- _Try it_
Could you transcribe the entries below exactly, without any of the pictures?

- _Dataset entries_
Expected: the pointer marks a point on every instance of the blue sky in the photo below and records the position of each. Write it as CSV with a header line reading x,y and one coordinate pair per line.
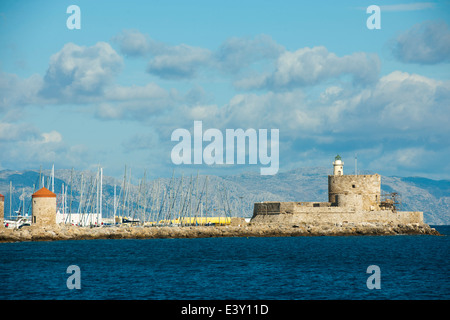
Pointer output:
x,y
112,92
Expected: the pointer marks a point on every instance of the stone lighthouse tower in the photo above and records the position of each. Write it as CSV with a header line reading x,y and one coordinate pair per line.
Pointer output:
x,y
44,208
338,166
2,210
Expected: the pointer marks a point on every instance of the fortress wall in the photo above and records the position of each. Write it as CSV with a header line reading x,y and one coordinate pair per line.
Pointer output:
x,y
368,186
334,215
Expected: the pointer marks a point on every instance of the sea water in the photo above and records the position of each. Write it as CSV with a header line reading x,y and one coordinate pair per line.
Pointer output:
x,y
254,268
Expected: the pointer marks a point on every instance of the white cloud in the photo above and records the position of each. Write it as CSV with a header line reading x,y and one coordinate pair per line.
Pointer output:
x,y
235,53
179,62
77,71
311,66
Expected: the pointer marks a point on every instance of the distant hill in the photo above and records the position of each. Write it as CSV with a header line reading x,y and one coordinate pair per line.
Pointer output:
x,y
234,194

- _Task answer_
Expected: the pointer marks a point on every instance of the blue sky in the photo below and records the position of each. Write it as CSV with a header line reading x,y and one coordinate pair per line.
Pointer output:
x,y
112,92
Expected: the pointer marks a point on every instance of the stone lighthouse tower in the photo above and records the position of each. Write it as CSV with a header line reading x,y and one coordinate pair per line.
Pointer output:
x,y
44,208
338,166
2,210
Expected: the pointer marks a point on every instance of the fortress wall in the photo above and records the position of each. Write it as CSV with a header line reading x,y and one coordinate pair per line.
Pointer output:
x,y
368,186
334,215
Expected: the pointer marks a point on every instance of the sea water in the photo above and records the position of each. Write it as CSV with a header line reading x,y and one coordinate pair per line.
Pointer output:
x,y
254,268
Expected: the pointer marks a point on every instance of the white cloud in the photo above and records the position of each. Write it as CSV with a header line reading x,y and one coordinate pair per line.
Pointer output:
x,y
235,53
179,62
77,71
311,66
Expected: the pointer marks a point on every instance of the distant hill in the photo above and records the position of each. Write it as CSV with a header line reading x,y and one coordinate pair per line.
Pointer output:
x,y
234,194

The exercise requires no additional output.